## Material for this task
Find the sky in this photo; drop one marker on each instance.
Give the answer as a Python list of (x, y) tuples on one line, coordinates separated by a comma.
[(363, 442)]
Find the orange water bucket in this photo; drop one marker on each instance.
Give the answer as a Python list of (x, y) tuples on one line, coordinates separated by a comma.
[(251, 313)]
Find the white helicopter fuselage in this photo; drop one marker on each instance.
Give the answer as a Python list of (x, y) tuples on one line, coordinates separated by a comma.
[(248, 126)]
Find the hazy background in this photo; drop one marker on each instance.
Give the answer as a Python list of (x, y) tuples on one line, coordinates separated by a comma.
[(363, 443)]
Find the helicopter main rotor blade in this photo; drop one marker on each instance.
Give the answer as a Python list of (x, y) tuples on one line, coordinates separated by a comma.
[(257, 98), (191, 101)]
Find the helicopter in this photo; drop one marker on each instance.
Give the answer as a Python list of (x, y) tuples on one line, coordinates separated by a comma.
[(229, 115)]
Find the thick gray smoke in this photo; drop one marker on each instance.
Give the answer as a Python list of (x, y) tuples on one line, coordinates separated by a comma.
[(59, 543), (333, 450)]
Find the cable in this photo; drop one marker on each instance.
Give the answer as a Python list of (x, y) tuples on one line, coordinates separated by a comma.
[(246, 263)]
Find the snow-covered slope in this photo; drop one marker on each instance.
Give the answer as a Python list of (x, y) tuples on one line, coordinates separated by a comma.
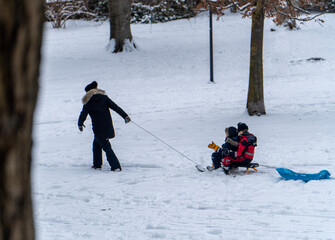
[(164, 87)]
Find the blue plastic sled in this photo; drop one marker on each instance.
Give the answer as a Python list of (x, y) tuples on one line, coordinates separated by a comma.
[(290, 175)]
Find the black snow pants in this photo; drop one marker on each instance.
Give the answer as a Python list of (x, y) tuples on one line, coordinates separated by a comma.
[(98, 146)]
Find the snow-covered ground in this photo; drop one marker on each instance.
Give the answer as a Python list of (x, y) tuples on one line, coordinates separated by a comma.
[(164, 87)]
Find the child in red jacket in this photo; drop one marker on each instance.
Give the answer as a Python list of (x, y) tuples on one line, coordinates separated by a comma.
[(245, 150)]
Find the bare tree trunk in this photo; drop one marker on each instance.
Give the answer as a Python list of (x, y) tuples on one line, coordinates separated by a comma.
[(255, 102), (21, 24), (120, 33)]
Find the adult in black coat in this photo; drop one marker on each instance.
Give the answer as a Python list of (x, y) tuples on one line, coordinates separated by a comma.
[(97, 105)]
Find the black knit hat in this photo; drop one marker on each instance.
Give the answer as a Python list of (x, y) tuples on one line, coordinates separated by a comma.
[(242, 126), (91, 86)]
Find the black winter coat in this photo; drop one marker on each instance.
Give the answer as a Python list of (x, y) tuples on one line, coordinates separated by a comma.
[(97, 105)]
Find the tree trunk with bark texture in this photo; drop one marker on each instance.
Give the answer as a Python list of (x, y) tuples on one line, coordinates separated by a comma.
[(21, 25), (255, 102), (120, 33)]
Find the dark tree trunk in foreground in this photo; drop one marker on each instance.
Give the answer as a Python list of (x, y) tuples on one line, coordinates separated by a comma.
[(21, 23), (255, 102), (120, 33)]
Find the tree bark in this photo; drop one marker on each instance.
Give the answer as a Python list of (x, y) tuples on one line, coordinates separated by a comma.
[(120, 34), (255, 102), (21, 25)]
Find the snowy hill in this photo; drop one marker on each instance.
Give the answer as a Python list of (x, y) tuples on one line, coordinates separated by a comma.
[(164, 87)]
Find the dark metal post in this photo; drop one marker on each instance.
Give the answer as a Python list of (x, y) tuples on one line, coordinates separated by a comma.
[(211, 46)]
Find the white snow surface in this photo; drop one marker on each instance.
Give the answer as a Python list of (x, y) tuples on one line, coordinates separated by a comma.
[(164, 87)]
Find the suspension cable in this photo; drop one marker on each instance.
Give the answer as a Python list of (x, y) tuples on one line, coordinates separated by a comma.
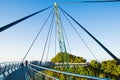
[(55, 39), (108, 51), (22, 19), (47, 39), (80, 36), (37, 36)]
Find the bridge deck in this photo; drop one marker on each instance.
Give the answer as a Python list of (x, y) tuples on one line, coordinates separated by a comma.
[(18, 74)]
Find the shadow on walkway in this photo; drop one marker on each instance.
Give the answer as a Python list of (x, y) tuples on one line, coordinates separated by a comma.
[(18, 74)]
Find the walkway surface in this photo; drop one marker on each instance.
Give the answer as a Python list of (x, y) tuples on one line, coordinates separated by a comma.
[(18, 74)]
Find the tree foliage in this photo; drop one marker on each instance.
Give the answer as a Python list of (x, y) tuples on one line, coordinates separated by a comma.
[(106, 69)]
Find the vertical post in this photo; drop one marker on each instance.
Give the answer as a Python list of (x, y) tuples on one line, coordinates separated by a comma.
[(61, 40)]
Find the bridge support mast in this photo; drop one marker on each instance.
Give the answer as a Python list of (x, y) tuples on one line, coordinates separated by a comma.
[(61, 40)]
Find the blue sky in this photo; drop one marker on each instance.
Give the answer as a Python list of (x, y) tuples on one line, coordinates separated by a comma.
[(101, 19)]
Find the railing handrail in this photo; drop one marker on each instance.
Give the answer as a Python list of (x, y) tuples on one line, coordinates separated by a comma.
[(70, 74), (42, 73)]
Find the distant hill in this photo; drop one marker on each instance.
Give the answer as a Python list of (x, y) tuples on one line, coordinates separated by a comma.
[(61, 57)]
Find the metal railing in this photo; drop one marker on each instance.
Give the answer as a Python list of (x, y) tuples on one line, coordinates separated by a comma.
[(36, 68), (8, 67)]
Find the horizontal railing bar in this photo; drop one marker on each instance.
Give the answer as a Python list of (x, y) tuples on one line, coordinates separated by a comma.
[(42, 73), (70, 74)]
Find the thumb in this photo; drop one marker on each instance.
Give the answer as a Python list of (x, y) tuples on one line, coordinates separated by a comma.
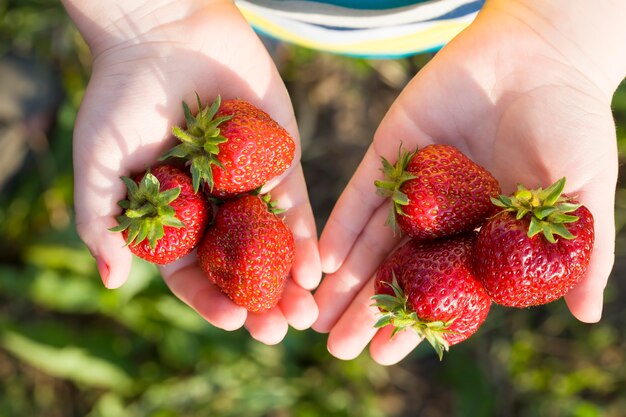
[(97, 189), (113, 259)]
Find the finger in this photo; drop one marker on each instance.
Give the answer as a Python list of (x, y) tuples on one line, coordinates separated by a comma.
[(102, 153), (355, 328), (388, 350), (353, 210), (585, 301), (187, 281), (291, 195), (337, 290), (269, 327), (113, 258), (298, 306)]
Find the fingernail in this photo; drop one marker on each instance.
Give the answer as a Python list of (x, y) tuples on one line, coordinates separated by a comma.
[(103, 270)]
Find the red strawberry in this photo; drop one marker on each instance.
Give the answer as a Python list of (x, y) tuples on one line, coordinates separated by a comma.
[(234, 147), (429, 286), (437, 191), (163, 219), (536, 249), (248, 253)]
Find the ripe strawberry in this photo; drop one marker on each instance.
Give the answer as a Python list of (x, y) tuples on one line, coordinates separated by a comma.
[(163, 219), (429, 286), (536, 249), (232, 146), (248, 253), (437, 191)]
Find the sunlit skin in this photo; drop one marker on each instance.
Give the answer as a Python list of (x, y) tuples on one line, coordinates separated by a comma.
[(525, 92), (147, 58), (518, 95)]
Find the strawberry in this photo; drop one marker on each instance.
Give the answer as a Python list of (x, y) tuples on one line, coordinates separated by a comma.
[(437, 191), (232, 146), (536, 249), (163, 219), (248, 253), (429, 286)]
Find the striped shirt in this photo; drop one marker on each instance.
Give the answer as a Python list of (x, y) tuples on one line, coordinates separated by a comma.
[(366, 28)]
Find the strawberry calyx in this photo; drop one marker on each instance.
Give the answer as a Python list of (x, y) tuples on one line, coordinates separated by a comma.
[(272, 205), (394, 311), (395, 176), (200, 141), (548, 209), (147, 210)]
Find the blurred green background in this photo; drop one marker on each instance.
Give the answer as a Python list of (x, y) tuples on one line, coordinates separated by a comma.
[(70, 348)]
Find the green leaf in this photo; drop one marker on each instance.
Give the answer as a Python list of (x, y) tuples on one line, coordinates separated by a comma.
[(547, 232), (560, 230), (535, 227), (167, 196), (70, 362), (553, 192), (184, 136), (386, 302), (384, 320), (543, 211)]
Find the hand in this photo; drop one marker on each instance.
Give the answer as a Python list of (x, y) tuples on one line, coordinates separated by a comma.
[(512, 102), (145, 63)]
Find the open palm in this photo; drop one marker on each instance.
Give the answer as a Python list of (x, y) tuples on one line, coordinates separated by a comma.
[(144, 66), (513, 104)]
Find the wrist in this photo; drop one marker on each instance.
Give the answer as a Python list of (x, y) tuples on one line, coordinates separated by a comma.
[(587, 35), (104, 25)]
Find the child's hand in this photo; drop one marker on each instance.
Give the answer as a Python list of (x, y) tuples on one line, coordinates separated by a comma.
[(515, 103), (146, 61)]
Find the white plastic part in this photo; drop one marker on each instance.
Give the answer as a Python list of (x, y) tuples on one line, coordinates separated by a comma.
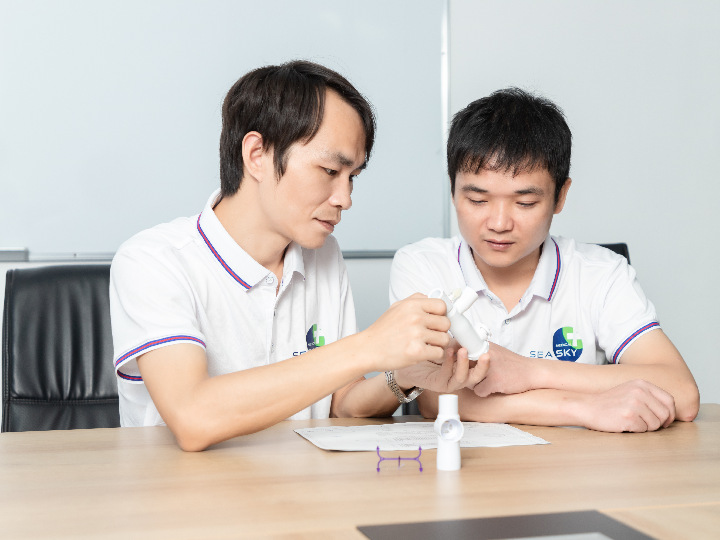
[(449, 430), (475, 341)]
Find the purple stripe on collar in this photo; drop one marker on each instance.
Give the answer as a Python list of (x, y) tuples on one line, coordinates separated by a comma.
[(557, 270), (153, 343), (633, 336), (220, 259)]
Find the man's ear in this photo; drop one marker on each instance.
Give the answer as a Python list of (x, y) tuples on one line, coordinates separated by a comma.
[(562, 196), (254, 155)]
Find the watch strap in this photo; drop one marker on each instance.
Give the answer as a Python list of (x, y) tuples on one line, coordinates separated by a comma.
[(402, 396)]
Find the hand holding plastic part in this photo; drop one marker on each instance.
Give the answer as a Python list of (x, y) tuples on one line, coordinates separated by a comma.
[(475, 341), (449, 430)]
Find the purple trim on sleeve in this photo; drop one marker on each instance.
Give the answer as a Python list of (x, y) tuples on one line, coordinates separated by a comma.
[(220, 259), (150, 344), (633, 336), (132, 378), (557, 270)]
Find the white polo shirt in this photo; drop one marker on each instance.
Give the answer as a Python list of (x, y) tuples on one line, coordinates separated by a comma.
[(188, 281), (584, 303)]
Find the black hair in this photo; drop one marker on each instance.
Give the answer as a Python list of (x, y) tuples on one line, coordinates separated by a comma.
[(284, 104), (510, 130)]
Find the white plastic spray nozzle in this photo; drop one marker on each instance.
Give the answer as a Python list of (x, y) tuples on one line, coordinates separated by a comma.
[(449, 430), (475, 341)]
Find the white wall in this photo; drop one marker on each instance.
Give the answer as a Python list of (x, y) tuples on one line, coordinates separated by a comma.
[(638, 82)]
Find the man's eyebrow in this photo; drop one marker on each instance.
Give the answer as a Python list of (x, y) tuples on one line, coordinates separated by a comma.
[(342, 159), (534, 190), (473, 189)]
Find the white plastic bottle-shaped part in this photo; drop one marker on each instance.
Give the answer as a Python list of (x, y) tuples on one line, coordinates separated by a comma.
[(476, 342), (449, 430)]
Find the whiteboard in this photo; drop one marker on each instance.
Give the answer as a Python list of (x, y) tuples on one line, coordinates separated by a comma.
[(110, 111)]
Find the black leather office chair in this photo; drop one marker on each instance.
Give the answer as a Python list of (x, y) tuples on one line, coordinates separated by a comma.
[(57, 349), (620, 248)]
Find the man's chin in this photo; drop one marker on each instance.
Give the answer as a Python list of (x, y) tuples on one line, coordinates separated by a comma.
[(312, 243)]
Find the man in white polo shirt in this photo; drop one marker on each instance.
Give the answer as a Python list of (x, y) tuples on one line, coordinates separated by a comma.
[(574, 339), (232, 320)]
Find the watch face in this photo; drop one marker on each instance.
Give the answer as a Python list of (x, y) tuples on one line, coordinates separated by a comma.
[(451, 430)]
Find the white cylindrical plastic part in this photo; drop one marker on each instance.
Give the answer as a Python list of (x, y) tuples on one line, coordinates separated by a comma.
[(449, 430), (466, 335), (460, 327), (465, 300), (439, 293)]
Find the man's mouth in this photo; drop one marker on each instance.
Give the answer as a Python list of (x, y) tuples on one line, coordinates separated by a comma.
[(499, 245), (329, 224)]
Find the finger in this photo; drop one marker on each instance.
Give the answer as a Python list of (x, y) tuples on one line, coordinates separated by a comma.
[(650, 418), (482, 387), (460, 366), (478, 372), (436, 322), (434, 353), (437, 339), (667, 401), (434, 306), (662, 407)]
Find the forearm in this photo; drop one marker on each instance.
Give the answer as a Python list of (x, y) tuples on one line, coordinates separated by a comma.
[(535, 407), (675, 379), (213, 409), (365, 398)]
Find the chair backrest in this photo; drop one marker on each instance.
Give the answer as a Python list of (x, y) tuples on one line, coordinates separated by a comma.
[(57, 349)]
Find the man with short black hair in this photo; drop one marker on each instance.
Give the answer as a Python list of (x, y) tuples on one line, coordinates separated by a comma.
[(574, 339), (242, 316)]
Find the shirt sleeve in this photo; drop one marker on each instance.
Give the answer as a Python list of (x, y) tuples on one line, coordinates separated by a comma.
[(415, 271), (625, 313), (152, 305), (348, 320)]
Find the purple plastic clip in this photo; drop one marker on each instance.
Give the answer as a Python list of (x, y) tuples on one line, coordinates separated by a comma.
[(399, 459)]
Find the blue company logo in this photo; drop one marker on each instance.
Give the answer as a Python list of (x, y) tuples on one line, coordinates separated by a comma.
[(567, 344), (313, 338)]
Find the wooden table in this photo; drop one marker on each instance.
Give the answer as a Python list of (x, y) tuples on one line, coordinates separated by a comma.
[(136, 483)]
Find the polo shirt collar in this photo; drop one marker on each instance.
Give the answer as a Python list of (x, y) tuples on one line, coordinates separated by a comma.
[(547, 274), (543, 284), (245, 270), (471, 274)]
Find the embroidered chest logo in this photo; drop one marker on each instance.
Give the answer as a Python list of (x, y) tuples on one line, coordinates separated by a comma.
[(313, 338), (567, 344)]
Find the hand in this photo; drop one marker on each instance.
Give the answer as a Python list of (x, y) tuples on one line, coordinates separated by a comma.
[(636, 406), (507, 372), (454, 373), (411, 331)]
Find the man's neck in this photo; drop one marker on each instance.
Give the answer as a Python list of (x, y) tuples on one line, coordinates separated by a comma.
[(240, 217), (509, 283)]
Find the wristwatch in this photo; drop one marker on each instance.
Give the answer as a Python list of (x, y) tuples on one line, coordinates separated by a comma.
[(402, 396)]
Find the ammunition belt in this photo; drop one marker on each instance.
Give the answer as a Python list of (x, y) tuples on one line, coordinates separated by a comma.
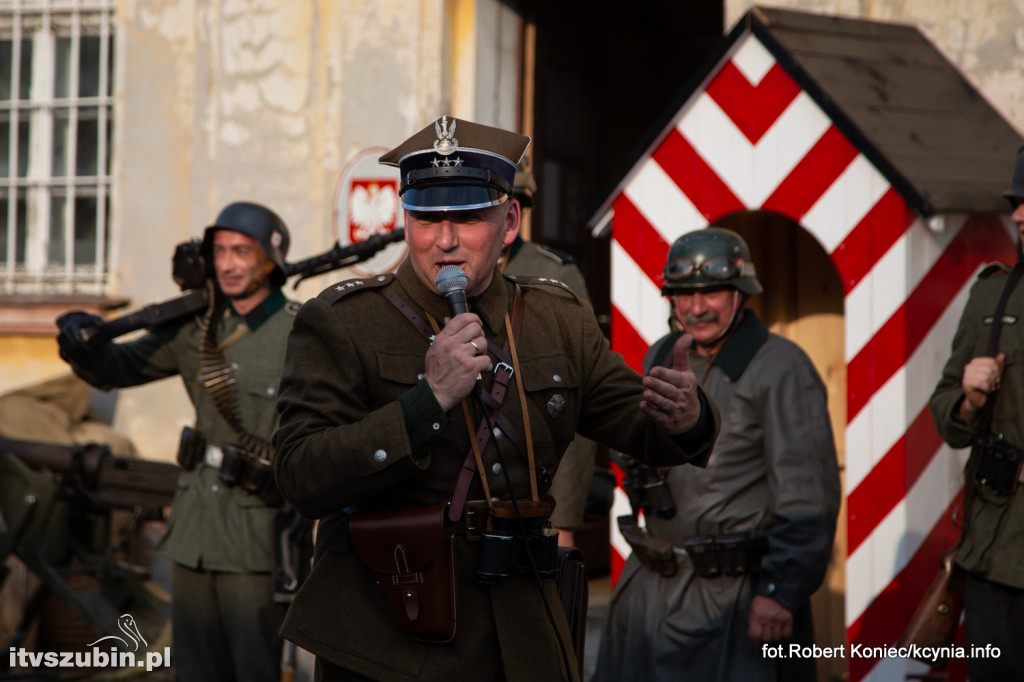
[(219, 381)]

## Short problem
Rewrite every line of the entries from the one containing "Find the purple stripe" through the one containing "[(638, 82)]", both included, adding 69 to each x and y coordinate in the answers and leaving all other lines unchanged.

## In response
Find the purple stripe on collar in this photo; drop one marker on each instance.
Give the answer as a Python list of (x, y) tuples on one line, coordinates separated by a comma.
[(626, 339), (222, 412), (702, 405), (289, 328)]
Find the man's ear in this photo; drop one marker on each instance.
Give the answer as a Python list of (x, y) tuples on one line, coordinates separated by a comma.
[(631, 265), (323, 224)]
Find the watch strap in this photo; drop one marker on each instance.
Give the answer as a Python list of (x, y) tuples on one line, coordinates separated by a comma.
[(471, 465)]
Find the hand holding plastic part in this photo; drop one marker on each instance.
Give the answer as a Python list of (x, y) tuples on one line, coordinates separated by a comma.
[(544, 410), (518, 499)]
Find the purple trim on sleeve in this photo; drop one marker on each instance.
Give the answer as a Python list of (x, y) tuples on one line, coordinates separated by a comma.
[(289, 328), (219, 413), (702, 405), (201, 447), (626, 339)]
Find the white polo shirt in this photo; drop one marker on each instance.
Give the answer as a Python list of (x, y) tuples on one line, coordinates separated by a comma.
[(257, 350), (653, 372)]
Find the black hair in this photo; drop one marker on each instance.
Give the answer as a Python list of (x, y) tuples on one line, coordinates separated by a comma.
[(353, 173), (579, 199)]
Find the white plastic spray nozzle in this photo; drop one marker on each instance.
Give the answer as a Python list of (x, y) tuples on one line, coordinates separated by a comma.
[(518, 499), (544, 410)]
Find the white wall in this photo; drop one marker on each instance.
Give the answer as a Python list of (x, y) tuples on one line, coordinates separated by a comma.
[(707, 151)]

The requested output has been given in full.